%%
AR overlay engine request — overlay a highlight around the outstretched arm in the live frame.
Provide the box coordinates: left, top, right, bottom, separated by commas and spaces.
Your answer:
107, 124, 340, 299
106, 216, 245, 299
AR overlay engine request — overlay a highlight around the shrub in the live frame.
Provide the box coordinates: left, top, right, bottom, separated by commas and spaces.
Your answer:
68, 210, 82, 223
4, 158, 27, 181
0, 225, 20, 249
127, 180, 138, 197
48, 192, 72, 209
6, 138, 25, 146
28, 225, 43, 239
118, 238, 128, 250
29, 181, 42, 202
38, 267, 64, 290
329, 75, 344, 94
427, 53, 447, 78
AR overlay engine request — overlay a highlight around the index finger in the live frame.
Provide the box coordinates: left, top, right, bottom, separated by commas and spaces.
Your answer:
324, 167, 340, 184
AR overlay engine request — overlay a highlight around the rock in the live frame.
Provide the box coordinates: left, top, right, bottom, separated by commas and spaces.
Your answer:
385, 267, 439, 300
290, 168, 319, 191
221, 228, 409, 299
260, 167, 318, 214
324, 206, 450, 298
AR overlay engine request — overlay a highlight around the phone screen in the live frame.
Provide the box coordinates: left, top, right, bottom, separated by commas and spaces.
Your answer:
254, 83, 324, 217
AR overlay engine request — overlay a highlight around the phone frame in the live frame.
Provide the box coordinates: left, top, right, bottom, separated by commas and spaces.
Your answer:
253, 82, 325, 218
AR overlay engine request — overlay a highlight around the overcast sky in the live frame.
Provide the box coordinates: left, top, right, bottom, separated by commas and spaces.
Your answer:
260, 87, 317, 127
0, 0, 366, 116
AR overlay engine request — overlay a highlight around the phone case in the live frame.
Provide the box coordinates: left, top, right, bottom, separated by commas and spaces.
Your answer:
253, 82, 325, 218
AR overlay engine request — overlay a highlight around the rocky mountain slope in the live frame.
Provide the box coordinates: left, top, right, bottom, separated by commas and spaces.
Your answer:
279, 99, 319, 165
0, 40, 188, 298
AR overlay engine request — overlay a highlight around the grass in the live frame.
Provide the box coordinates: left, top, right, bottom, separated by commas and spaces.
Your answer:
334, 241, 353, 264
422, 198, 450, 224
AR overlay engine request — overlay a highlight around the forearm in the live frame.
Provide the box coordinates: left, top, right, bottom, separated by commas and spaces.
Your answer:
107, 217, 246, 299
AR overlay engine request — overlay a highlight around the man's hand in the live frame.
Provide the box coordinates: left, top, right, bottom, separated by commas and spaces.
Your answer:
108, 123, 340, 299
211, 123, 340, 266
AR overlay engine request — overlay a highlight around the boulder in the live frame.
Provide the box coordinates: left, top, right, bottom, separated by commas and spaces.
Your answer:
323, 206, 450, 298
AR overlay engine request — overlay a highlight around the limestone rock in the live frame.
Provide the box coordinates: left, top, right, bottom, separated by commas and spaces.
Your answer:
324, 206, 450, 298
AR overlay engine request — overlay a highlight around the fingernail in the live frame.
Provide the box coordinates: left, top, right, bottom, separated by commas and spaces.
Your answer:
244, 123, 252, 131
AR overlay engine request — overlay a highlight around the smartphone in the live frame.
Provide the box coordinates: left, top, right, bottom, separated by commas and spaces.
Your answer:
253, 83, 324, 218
%%
## ASSIGNED TASK
Print the entries again so that each one matches exactly.

## RESULT FOR THIS TASK
AR overlay engine request — overlay a highlight around the outstretched arm in the live frame.
Provide the box coordinates: left, top, right, bottom, separated by commas and spaces.
Your answer:
107, 124, 340, 299
106, 216, 245, 299
AR overlay engine request — overlay a highlight around the shrub in the live frame.
Provide the box coordinates: left, top, right, bottom, separated by commas and spaces.
Your answer:
68, 210, 82, 223
4, 158, 27, 181
0, 225, 20, 249
127, 180, 138, 197
48, 192, 72, 209
6, 138, 25, 146
28, 225, 43, 239
118, 238, 128, 250
29, 181, 42, 202
38, 267, 64, 290
329, 75, 344, 94
427, 53, 447, 78
AR overlay engine request — overlay a highlight around the index finger in the live frame.
Provide the box coordinates: left, top, right, bottom, separated by commas and spaces.
Your answer:
324, 167, 340, 184
AR overlay engine request — overlay a highlight around the rock in the live frame.
Provide the box coordinates: left, top, right, bottom, separated by commas and spaces.
Your answer:
385, 267, 439, 300
290, 168, 319, 191
221, 228, 409, 299
260, 167, 318, 214
324, 206, 450, 298
AR overlay engine request — overlay a highlight around the phone screen in the live frame.
Provide the box coordinates: left, top, right, bottom, separated by commas and spaces.
Your answer:
254, 83, 324, 217
AR overlay engine request — overlay a highlight around the phone frame in the live frame.
Provide the box coordinates: left, top, right, bottom, separated by commas and spaces.
Your answer:
253, 82, 325, 218
AR overlay engine request — overlay a highlight around the overcast sky in the live frame.
Provide the box coordinates: left, top, right, bottom, separated by commas and spaces.
Your answer:
260, 87, 317, 127
0, 0, 366, 116
AR overlay engine request — overlay a highlight around the phone case in the live frame.
Provide the box coordinates: left, top, right, bottom, separated by commas and spaces.
Your answer:
253, 82, 325, 218
AR overlay engine request — overlay a highlight around the rocky mountain slope in the live frame.
Provide the box coordinates: left, top, right, bottom, separated by commas and spaces.
Your answer:
279, 99, 319, 165
0, 40, 188, 298
AR overlay engine request — overlay a highlight around the grass in the live frame.
Provide the box coordinates: left, top, right, bottom, separated by commas and spaces.
Your answer:
334, 241, 353, 264
422, 198, 450, 224
AR overlay engine request — overlay a highlight around the forearm in the live frame.
Provide the box coordinates: left, top, right, bottom, separated by commas and spaces.
Your answer:
107, 217, 246, 299
AR overlay engine request — overlay a highlight around the man's hand in the live frame.
Provide the box coordinates: left, top, right, bottom, separated by commas and spaces.
Your answer:
108, 123, 340, 299
211, 123, 340, 266
AR overlay engine request — overlay a highlight around the boulder in the live frame.
Provide the box coordinates: left, top, right, bottom, separated by commas and spaces.
Your answer:
323, 206, 450, 298
AR overlay engine request — overlay a highlight around the limestone rock in the live frame.
Provide the box coordinates: left, top, right, bottom, separated by commas and spaces.
Your answer:
324, 206, 450, 298
AR overlay engine request — overlay a highlight around the fingernail in the live frame.
Provide the box coordinates: left, top, right, bottom, separated by commas and spaces.
Your answer:
244, 123, 252, 131
AR overlay engine request — overlay a highlight around the smartphone in the live frame.
Provide the box coordinates: left, top, right, bottom, separated by commas and spaces.
Your answer:
253, 83, 324, 218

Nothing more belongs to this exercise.